● WORK TO BE COMPLETED: Transcribe the data in full, keeping each line exactly as it appears.

** SOURCE DATA follows **

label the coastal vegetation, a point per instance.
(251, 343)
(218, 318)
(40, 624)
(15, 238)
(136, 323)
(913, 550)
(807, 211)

** End of SOURCE DATA **

● YOUR SOLUTION:
label the coastal vegetation, a point per instance.
(251, 343)
(218, 318)
(40, 624)
(15, 238)
(136, 323)
(913, 550)
(807, 211)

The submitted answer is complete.